### Problem statement
Reproduce every line of the records below, requests included, and scale each bounding-box coordinate in the answers by 0.7, rounding to the nearest whole number with halves rounded up. Leave the numbers in the requests and their format samples unchanged.

begin Dataset rows

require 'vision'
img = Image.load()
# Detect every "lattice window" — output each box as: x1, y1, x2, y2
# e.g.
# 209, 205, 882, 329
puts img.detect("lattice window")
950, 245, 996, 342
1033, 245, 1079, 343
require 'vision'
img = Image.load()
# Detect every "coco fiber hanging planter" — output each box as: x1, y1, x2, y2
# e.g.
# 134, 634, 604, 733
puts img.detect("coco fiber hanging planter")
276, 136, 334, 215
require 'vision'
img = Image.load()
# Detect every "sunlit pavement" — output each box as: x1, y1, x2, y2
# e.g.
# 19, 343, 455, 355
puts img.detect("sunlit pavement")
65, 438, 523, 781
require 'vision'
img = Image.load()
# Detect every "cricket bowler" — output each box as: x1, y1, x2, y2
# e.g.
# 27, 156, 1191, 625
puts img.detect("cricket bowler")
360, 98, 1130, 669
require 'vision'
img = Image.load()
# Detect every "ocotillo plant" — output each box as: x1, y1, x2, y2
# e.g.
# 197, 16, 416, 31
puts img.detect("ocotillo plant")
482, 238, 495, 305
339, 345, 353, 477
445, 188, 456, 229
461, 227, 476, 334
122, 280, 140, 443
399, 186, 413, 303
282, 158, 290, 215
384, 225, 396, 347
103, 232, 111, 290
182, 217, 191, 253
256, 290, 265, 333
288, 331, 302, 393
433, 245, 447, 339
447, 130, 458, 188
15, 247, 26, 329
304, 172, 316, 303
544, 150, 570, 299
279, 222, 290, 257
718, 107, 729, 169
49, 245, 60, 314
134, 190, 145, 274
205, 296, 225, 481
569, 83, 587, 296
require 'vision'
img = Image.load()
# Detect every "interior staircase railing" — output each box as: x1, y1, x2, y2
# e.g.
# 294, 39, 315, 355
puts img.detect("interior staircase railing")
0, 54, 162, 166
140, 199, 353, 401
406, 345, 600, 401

end Dataset rows

### Result for this task
require 'vision'
img = Image.load()
# Detect every "lattice window" — output each box as: x1, y1, x2, y2
# e.g.
# 209, 205, 882, 329
puts img.detect("lattice window")
665, 172, 697, 239
723, 172, 755, 240
require 'vision'
img = Image.load()
# Detect every "coco fiber hanging planter" — output each box as: x1, y1, x2, y2
# e.g.
# 134, 634, 604, 733
puts img.detect("coco fiber hanging planter")
193, 95, 234, 151
require 'vision'
img = Image.load()
# Detect every "sunlit pavement" — output each box as: x1, y1, x2, y2
# e.g.
# 19, 343, 455, 355
puts img.detect("sunlit pavement")
46, 307, 366, 547
require 'vision'
img = Image.load()
# Detect every "cricket bowler" — output each box as: x1, y1, x2, y2
# e.g.
# 27, 156, 1191, 625
puts img.detect("cricket bowler")
252, 69, 791, 468
require 'vision'
img = Image.load()
# Detect every "ocotillo plant" — output each box as: x1, y1, x2, y2
# e.g.
# 197, 16, 416, 31
puts img.detect("ocotillo plant")
337, 167, 347, 214
237, 242, 247, 334
312, 132, 319, 160
323, 159, 333, 234
85, 196, 98, 310
279, 130, 289, 212
197, 111, 203, 151
269, 158, 277, 243
72, 162, 78, 203
127, 152, 134, 177
179, 203, 186, 233
202, 232, 211, 275
303, 172, 313, 237
313, 91, 321, 132
11, 173, 18, 230
213, 120, 221, 212
381, 105, 399, 209
195, 155, 203, 180
503, 75, 510, 118
34, 172, 42, 220
94, 133, 102, 192
144, 207, 158, 337
398, 58, 411, 207
require 'vision'
img = Image.load()
# Detect every "interior staircase railing" — output each box as: x1, y1, x2, y2
# e.g.
# 294, 39, 315, 355
puts img.detect("interior staircase railing")
0, 38, 113, 116
98, 139, 247, 281
284, 242, 420, 281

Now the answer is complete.